Confusing Terms in Data Science – A Look at Homonyms and more

Homonyms (words with multiple meanings):

Bias: To a lay person, bias refers to an opinion about something that is pre-formed in advance of specific facts. As consideration of ethical issues in data science grows, this meaning has crept into discussion of the fairness or social worth of machine learning algorithms. But the term has a more narrow definition in statistics – it refers to the tendency of an estimation procedure, or a model, to arrive at estimates or predictions that are, on balance, off target.

Confidence: To a statistician, confidence measures sample reliability (we are 95% confident that the average blood sugar in the group lies between X and Y, based on a sample of N patients). To a machine learner, confidence can refer to a metric used in association rules (“what goes with what in market basket transactions”), one of several measures of the strength of a rule.

Decision Trees: To statisticians and machine learners, “decision trees,” also called “classification and regression trees” (CART), is a term for a class of algorithms that progressively partition data into chunks that are more and more homogeneous with respect to the outcome variable. The result is a branching set of rules applied to predictor variables to predict the outcome. To an operations research specialist, “decision trees” are a representation of progressive decisions and possible outcomes, with probabilities, plus costs/benefits, attached to the outcomes. The path ending in the highest expected value then guides decisions.

Graph: To a lay person, a graph usually means a visual representation of data, which statisticians more often refer to as plots and charts. To computer scientist, graph refers to a data structure of entities? ties and links between them. Speaking of graphs, Wikipedia has an interesting Venn-style diagram of homonyms, synonyms, homographs and their cousins (right).

Normalize: In statistics and machine learning, to normalize a variable is to rescale it, so that it is on the same scale as other variables to be used in a model. For example, to subtract the mean, so it is centered around 0, and to divide by the standard deviation, so that it has a consistent scale with other variables so normalized. In database management, normalization refers to the process of organizing relational databases and their tables so that the data are not redundant and relations among tables are consistent.

Sample: In statistics, a sample is a collection of observations or records. In computer science and machine learning, sample often refers to a single record.

Synonyms (different words for the same thing)

Record: The prevalent non-time-series data format is the spreadsheet model, where each column is a variable, and each row is a record. So a row might represent a patient, for example, and the cell values are measurements on variables. Statisticians will also call the record a case, or an observation. In computer science, the terms instance, sample, or example might be used.

Prediction: In statistical and machine learning, prediction is the use of a model to predict individual outcomes on the basis of known predictor variables. The term “estimation” is also used, though its use is generally limited to numeric outcomes (as opposed to categorical or binary). In statistics, estimation more often refers to the use of a sample statistic (say, the mean) to measure something, and we want to interpret this measurement as representing a larger population.

-- WORK TO COMPLETE --
A. In the data science terms piece, what does "sample" often refer to in computer science and machine learning?
B. Based on the data science terms piece, explain why a variable gets normalized in statistics and machine learning, and what each of the two steps in the example achieves.
C. Copy word for word the passage of the data science terms piece starting at "Graph: To a" and ending at "tables are consistent.".

-- PROVIDED INFORMATION --
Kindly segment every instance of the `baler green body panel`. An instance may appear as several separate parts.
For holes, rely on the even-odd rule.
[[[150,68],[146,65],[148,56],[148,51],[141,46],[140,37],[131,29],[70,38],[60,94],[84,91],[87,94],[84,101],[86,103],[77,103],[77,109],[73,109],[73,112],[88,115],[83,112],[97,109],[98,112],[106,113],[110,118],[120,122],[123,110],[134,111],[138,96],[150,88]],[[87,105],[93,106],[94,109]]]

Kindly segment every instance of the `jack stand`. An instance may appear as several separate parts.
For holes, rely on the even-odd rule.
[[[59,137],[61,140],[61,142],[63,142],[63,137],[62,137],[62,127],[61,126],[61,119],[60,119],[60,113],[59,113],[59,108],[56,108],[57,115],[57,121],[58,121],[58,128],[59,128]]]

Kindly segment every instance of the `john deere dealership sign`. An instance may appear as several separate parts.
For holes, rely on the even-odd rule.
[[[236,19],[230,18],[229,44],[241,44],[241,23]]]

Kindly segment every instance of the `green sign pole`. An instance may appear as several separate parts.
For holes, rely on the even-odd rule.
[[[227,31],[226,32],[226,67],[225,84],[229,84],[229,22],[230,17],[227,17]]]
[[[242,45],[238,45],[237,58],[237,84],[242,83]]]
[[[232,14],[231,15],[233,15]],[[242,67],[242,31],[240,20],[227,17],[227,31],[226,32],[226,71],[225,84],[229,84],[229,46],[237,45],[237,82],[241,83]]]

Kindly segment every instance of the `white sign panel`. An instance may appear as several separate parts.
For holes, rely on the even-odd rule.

-- ANSWERS TO THIS EXERCISE --
A. A single record.

B. A variable is normalized so that it is on the same scale as the other variables used in a model. Subtracting the mean centers it around 0. Dividing by the standard deviation gives it a scale consistent with other variables normalized the same way.

C.
Graph: To a lay person, a graph usually means a visual representation of data, which statisticians more often refer to as plots and charts. To computer scientist, graph refers to a data structure of entities? ties and links between them. Speaking of graphs, Wikipedia has an interesting Venn-style diagram of homonyms, synonyms, homographs and their cousins (right).

Normalize: In statistics and machine learning, to normalize a variable is to rescale it, so that it is on the same scale as other variables to be used in a model. For example, to subtract the mean, so it is centered around 0, and to divide by the standard deviation, so that it has a consistent scale with other variables so normalized. In database management, normalization refers to the process of organizing relational databases and their tables so that the data are not redundant and relations among tables are consistent.